[TASK TO CARRY OUT]: In the essay on education reform, what do parents in bad schools say the problem is?

[SELECTED PASSAGE]:
The problem with education is that no one knows what the problem with education is.
For as many people as you hear bemoaning the state of public education in the county you will hear an equal number of rationales for why things are the way they are. Like the joke about economists, you can lock three educational reformers in a room for an hour and they’ll come out with four conclusions. And they’ll probably be willing to fight to the death for each one.
Ask parents in good schools what the problem in bad schools is and they’ll tell you poverty. Ask the parents in the bad schools what the problem is and they’ll tell you racism.
Is it that standards aren’t set high enough or that too much time is spent testing the standards? Is it that teachers aren’t prepared with a good education background or that they aren’t prepared with a good content background? Is it that parents aren’t providing support at home or that teachers aren’t engaging the students? Too much phonics or too much whole language? School day is too short, school day is too long, school is just in the wrong part of the day for kids to learn? Each of these views has a devoted following who can offer up as many facts and statistics as you please. Each will say that if the schools did things their way all the problems would be over.
One of them may be right. Heck, they might all be right (though that stretches logic a bit). The one indisputable fact is that we don’t know. And therein lies the rub. If we don’t know, how do we fix it?
The nature of the beast is that we try to find the problem by finding a solution. Education reform often takes on a striking resemblance to TV’s Dr. House (who is considered reckless even in the fictional world he inhabits). House diagnoses his patients through treatment. If the treatment works, his diagnosis was correct. If not, on to another one until the solution is found and the hour is up. It works well in fiction.
If only education could be reduced to an hour long TV show. Maybe it could be made a reality show. That might get some results and some decent ratings.
Running these kinds of experiments on kids is something very different. The stakes are much higher because we’re talking real lives with real consequences. A wrong turn doesn’t just mean a big “uh-oh moment” before a commercial. It could literally mean someone’s life. Those are the stakes we talk about when we talk about education reform.
The point of all this is not to spread hopelessness. Rather I want to lay the proper foundation before talking about the issues. Despite the conflicting claims of educational salvation, I think that there is a way out of the forest here and I’ll share more of those ideas in a later post. The point is that anything I (or anyone else) says on this has to be taken with several grains of salt.

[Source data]
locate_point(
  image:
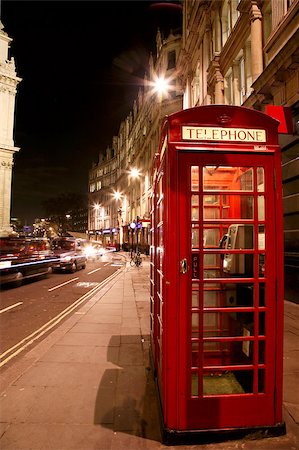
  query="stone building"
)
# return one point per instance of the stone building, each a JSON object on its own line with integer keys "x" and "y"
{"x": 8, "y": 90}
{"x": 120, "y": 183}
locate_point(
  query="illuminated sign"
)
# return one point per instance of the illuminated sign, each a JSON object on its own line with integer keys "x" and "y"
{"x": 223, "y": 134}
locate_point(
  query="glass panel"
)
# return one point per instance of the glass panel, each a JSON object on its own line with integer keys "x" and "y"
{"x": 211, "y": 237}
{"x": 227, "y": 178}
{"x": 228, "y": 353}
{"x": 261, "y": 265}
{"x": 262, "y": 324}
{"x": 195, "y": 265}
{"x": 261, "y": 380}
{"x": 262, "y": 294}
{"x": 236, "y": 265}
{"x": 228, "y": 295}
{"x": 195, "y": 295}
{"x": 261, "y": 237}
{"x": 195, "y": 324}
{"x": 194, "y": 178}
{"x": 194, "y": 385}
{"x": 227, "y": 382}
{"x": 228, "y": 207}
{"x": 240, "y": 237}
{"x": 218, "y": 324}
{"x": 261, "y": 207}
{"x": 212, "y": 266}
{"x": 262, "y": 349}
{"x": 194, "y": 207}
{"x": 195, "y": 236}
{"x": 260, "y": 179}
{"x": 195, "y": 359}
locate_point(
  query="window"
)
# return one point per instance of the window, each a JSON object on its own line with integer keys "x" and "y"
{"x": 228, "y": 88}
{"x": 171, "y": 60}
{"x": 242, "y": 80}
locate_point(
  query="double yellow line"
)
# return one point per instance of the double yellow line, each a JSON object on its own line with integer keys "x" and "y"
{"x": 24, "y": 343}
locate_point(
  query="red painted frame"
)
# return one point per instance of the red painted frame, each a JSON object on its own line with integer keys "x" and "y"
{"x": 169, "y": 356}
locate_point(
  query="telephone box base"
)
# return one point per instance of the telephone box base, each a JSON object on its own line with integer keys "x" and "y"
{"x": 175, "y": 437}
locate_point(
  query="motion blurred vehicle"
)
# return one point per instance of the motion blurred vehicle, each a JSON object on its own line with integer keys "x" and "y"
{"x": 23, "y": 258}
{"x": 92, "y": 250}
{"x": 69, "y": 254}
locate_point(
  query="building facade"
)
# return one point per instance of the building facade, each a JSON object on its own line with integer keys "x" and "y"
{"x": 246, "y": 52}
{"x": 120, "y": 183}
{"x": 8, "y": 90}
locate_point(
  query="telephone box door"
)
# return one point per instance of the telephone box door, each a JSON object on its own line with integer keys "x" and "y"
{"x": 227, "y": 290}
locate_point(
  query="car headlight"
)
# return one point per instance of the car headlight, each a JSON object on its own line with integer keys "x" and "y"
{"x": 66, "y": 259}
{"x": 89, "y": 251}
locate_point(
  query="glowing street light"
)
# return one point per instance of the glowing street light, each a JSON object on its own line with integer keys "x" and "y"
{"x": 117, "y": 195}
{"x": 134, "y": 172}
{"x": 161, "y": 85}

---

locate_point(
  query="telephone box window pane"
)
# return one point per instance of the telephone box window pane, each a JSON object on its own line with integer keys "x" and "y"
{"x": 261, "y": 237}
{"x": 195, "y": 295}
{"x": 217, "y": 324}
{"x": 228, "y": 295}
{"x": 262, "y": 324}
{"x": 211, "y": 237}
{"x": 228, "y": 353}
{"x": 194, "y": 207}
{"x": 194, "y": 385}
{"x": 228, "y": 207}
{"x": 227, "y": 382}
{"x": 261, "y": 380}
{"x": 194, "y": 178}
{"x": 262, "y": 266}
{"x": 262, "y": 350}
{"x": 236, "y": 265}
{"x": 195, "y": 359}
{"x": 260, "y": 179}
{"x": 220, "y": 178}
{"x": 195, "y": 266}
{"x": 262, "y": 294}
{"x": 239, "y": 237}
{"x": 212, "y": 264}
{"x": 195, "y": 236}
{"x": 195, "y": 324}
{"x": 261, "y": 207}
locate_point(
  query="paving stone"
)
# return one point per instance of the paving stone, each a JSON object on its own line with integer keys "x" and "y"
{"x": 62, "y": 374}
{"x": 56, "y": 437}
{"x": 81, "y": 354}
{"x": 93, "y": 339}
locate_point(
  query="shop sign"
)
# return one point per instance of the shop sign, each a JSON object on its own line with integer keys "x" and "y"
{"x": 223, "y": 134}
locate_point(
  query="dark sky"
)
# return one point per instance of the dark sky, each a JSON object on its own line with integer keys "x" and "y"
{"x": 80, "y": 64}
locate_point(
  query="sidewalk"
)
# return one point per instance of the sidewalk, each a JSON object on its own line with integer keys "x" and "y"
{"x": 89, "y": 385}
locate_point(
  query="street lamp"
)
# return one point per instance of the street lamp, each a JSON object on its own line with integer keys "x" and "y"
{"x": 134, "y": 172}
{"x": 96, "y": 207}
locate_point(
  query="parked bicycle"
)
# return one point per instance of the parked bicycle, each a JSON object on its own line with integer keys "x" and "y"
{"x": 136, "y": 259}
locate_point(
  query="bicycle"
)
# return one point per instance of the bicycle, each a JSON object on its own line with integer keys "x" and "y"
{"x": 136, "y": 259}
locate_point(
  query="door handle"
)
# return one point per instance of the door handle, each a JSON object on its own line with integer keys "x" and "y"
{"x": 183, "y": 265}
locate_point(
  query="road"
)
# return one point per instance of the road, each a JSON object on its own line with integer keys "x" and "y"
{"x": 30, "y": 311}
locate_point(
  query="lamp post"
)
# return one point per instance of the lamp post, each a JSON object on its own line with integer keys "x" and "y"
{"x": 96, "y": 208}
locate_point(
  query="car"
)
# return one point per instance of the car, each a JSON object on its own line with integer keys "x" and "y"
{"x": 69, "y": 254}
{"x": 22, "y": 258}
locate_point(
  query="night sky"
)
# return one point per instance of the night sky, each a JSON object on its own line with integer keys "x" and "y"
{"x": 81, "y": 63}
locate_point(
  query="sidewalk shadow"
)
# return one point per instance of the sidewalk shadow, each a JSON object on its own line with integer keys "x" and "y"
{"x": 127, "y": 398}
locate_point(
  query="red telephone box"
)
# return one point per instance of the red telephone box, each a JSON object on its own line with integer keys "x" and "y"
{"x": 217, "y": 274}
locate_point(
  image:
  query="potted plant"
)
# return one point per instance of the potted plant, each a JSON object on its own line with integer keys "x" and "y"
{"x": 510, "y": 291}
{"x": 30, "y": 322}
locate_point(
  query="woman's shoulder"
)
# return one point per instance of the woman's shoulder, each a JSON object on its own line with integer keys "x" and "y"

==

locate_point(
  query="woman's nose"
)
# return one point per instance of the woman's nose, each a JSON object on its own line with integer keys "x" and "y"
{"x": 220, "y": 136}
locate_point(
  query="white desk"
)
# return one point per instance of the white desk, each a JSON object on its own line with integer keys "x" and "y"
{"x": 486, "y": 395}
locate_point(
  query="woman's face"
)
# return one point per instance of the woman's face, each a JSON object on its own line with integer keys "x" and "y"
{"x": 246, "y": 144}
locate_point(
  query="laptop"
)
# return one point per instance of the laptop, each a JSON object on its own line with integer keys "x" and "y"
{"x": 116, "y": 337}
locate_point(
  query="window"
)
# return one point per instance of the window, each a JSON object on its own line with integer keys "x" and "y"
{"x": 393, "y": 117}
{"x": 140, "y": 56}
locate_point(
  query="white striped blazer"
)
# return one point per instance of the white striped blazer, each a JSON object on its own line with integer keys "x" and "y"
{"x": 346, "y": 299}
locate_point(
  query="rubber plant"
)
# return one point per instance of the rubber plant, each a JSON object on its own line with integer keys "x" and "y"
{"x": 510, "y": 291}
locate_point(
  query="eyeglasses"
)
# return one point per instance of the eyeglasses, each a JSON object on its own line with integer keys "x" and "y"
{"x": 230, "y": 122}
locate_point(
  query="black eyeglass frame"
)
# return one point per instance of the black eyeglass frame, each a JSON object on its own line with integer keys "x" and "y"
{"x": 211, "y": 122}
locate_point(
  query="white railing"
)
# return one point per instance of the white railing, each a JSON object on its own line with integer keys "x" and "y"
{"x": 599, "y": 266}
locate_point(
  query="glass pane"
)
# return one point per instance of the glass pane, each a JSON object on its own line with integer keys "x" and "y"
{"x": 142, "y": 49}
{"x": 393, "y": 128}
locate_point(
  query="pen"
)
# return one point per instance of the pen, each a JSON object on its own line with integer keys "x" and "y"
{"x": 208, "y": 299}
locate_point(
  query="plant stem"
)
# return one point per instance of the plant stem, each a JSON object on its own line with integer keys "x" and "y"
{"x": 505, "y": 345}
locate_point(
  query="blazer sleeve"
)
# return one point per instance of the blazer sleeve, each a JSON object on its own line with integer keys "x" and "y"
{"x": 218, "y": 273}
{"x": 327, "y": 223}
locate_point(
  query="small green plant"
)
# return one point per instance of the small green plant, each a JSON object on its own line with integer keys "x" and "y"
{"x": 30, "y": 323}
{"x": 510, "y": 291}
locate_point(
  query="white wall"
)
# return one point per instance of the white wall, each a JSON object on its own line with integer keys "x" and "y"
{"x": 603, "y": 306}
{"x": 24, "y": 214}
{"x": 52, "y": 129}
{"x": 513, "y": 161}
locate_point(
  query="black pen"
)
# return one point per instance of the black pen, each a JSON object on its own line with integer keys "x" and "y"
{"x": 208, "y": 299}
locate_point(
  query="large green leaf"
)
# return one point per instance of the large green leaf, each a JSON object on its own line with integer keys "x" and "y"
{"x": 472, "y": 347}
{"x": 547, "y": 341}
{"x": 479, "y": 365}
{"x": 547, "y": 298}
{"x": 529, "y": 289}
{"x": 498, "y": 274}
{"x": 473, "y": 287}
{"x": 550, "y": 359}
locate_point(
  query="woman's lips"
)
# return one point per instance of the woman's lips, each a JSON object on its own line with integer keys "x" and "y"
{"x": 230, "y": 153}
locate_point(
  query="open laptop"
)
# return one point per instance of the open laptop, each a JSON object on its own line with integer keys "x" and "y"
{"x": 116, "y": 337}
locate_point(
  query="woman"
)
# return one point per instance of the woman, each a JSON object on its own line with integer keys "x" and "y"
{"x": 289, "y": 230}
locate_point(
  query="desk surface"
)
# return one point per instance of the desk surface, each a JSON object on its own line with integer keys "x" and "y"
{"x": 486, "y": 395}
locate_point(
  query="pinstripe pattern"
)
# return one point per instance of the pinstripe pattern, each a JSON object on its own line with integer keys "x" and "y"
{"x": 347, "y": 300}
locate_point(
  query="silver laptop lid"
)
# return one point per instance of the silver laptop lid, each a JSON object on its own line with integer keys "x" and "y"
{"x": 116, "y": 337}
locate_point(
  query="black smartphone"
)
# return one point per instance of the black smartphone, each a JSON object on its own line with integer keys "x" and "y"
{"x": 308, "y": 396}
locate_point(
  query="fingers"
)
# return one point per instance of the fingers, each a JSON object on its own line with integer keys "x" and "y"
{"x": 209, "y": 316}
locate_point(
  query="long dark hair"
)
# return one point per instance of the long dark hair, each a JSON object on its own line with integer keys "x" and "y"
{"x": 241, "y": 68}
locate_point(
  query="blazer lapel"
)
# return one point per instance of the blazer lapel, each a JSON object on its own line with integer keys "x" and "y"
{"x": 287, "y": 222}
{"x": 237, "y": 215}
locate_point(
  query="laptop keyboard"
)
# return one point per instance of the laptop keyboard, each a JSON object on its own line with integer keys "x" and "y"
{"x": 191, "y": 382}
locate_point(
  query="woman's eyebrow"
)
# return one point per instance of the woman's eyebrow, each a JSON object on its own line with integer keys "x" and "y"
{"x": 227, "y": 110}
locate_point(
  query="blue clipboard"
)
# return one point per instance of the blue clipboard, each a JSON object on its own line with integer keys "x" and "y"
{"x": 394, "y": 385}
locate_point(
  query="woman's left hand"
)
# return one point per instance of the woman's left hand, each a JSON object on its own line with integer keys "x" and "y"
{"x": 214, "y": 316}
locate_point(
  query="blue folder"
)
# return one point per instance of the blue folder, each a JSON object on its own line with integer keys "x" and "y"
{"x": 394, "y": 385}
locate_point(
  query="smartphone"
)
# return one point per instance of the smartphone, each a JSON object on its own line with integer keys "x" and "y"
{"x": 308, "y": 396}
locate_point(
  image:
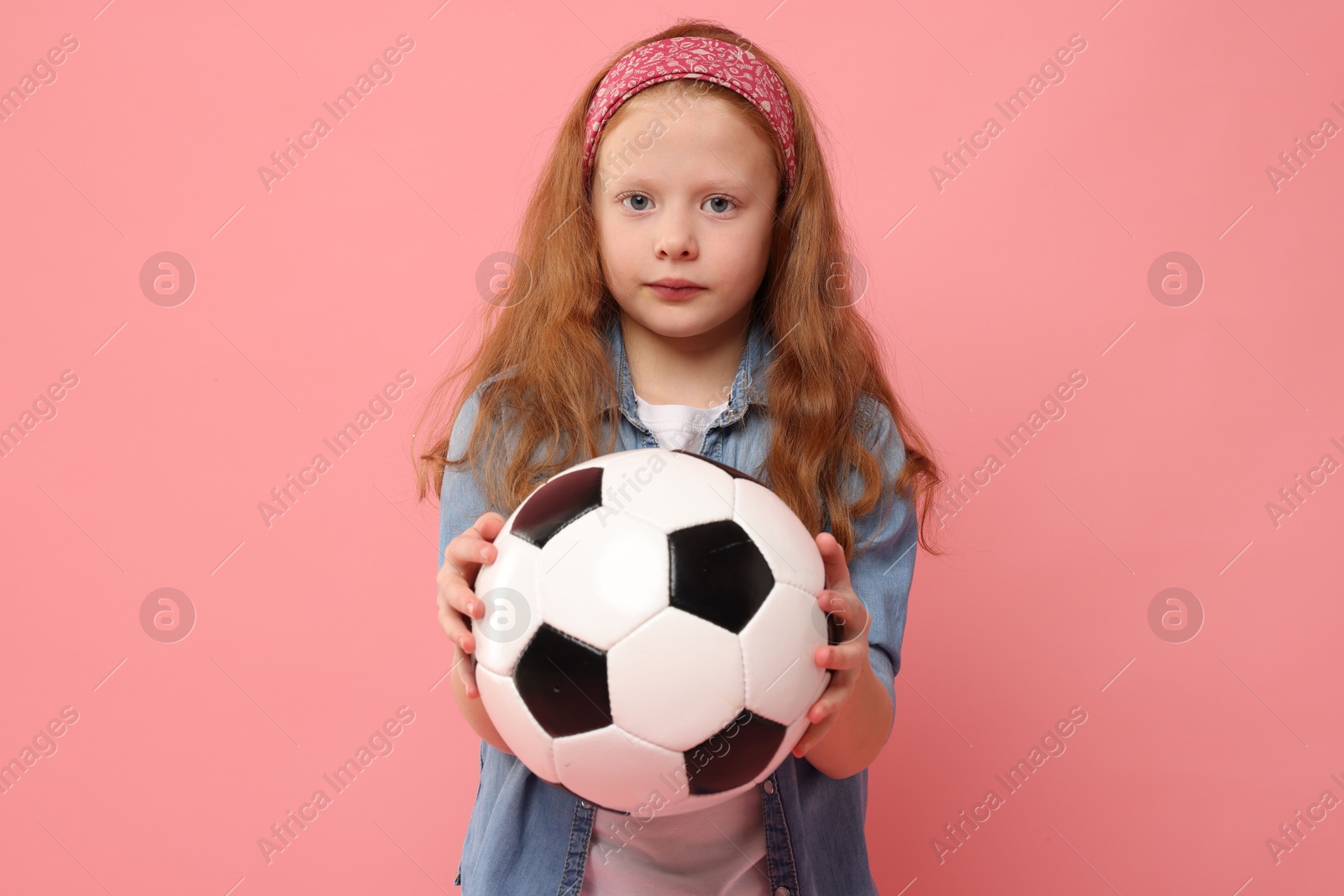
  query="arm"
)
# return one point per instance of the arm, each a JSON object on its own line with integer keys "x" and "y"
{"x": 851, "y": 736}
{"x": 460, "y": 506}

[OUTPUT]: Racism.